Please reproduce each line of the data below exactly as shown.

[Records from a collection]

----

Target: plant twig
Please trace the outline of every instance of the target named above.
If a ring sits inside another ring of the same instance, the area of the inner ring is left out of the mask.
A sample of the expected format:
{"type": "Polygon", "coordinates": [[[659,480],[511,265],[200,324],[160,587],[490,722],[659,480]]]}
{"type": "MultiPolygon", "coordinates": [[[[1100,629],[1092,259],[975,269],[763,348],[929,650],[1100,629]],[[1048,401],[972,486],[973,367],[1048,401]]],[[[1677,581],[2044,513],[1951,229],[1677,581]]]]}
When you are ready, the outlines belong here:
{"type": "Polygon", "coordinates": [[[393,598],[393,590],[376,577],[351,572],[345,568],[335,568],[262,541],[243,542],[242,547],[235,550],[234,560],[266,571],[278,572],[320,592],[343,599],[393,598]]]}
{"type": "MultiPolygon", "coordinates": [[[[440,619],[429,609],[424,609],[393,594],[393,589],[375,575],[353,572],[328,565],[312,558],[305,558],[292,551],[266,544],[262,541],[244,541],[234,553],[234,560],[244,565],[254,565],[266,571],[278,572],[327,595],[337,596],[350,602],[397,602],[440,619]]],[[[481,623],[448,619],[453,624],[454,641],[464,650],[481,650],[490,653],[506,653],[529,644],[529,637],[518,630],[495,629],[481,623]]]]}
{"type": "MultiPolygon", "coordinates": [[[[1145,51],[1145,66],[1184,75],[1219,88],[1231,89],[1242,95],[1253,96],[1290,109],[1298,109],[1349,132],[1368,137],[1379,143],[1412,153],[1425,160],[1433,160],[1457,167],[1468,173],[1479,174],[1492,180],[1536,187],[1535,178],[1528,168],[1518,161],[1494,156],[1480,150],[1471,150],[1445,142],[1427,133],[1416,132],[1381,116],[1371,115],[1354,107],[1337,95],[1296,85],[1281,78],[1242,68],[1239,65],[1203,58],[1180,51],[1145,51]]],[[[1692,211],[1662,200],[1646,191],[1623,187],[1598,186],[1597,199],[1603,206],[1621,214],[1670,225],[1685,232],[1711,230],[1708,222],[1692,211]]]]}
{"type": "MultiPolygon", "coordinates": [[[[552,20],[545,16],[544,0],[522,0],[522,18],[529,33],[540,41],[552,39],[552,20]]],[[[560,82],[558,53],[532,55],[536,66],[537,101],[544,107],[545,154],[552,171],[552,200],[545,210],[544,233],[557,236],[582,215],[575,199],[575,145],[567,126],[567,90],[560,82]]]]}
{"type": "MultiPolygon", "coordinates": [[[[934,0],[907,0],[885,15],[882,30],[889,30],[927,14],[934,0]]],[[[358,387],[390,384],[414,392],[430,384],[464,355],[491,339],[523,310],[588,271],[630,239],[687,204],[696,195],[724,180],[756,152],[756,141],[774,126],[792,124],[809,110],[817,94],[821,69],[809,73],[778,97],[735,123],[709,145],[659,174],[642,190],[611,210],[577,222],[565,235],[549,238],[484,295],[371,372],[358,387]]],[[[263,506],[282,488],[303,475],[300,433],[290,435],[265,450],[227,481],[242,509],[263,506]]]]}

----

→ RESPONSE BELOW
Target: plant twig
Please trace the outline of every instance of the target named above.
If a ring sits inside another ring of the same instance, the area of the inner ring is left out of the mask.
A sample of the expected format:
{"type": "Polygon", "coordinates": [[[659,480],[511,265],[200,324],[160,587],[490,722],[659,480]]]}
{"type": "MultiPolygon", "coordinates": [[[[1100,629],[1092,259],[975,269],[763,348],[929,650],[1100,629]],[[1048,401],[972,486],[973,367],[1048,401]]],[[[1677,581],[2044,513],[1951,229],[1677,581]]]]}
When you are ready, the outlines belong here:
{"type": "Polygon", "coordinates": [[[393,598],[393,590],[376,577],[351,572],[345,568],[335,568],[262,541],[243,542],[242,547],[235,550],[234,560],[266,571],[278,572],[320,592],[343,599],[393,598]]]}
{"type": "MultiPolygon", "coordinates": [[[[440,619],[429,609],[424,609],[393,594],[393,589],[375,575],[353,572],[328,565],[312,558],[305,558],[292,551],[266,544],[262,541],[244,541],[234,553],[234,560],[244,565],[254,565],[266,571],[278,572],[327,595],[337,596],[350,602],[397,602],[440,619]]],[[[481,623],[448,619],[453,624],[454,641],[464,650],[481,650],[490,653],[506,653],[529,644],[529,637],[518,630],[495,629],[481,623]]]]}
{"type": "MultiPolygon", "coordinates": [[[[1145,51],[1145,66],[1184,75],[1219,88],[1231,89],[1242,95],[1253,96],[1290,109],[1298,109],[1349,132],[1368,137],[1379,143],[1412,153],[1425,160],[1433,160],[1457,167],[1468,173],[1479,174],[1492,180],[1536,187],[1535,178],[1528,168],[1518,161],[1494,156],[1480,150],[1471,150],[1445,142],[1427,133],[1416,132],[1381,116],[1371,115],[1354,107],[1337,95],[1296,85],[1281,78],[1242,68],[1239,65],[1203,58],[1180,51],[1145,51]]],[[[1692,211],[1662,200],[1646,191],[1623,187],[1598,186],[1597,199],[1603,206],[1621,214],[1670,225],[1685,232],[1711,230],[1708,222],[1692,211]]]]}
{"type": "MultiPolygon", "coordinates": [[[[552,20],[545,16],[544,0],[522,0],[522,18],[529,33],[540,41],[552,39],[552,20]]],[[[560,82],[558,53],[532,55],[536,66],[537,101],[544,107],[545,154],[552,171],[552,200],[545,210],[544,233],[557,236],[582,215],[575,199],[575,145],[567,126],[567,90],[560,82]]]]}
{"type": "MultiPolygon", "coordinates": [[[[934,0],[907,0],[885,15],[882,30],[889,30],[927,14],[934,0]]],[[[358,387],[390,384],[414,392],[430,384],[464,355],[491,339],[523,310],[588,271],[630,239],[687,204],[696,195],[724,180],[756,152],[756,141],[774,126],[792,124],[809,110],[817,94],[821,69],[809,73],[778,97],[735,123],[709,145],[659,174],[642,190],[611,210],[577,222],[565,235],[549,238],[484,295],[371,372],[358,387]]],[[[263,506],[282,488],[303,475],[300,433],[290,435],[265,450],[227,481],[242,509],[263,506]]]]}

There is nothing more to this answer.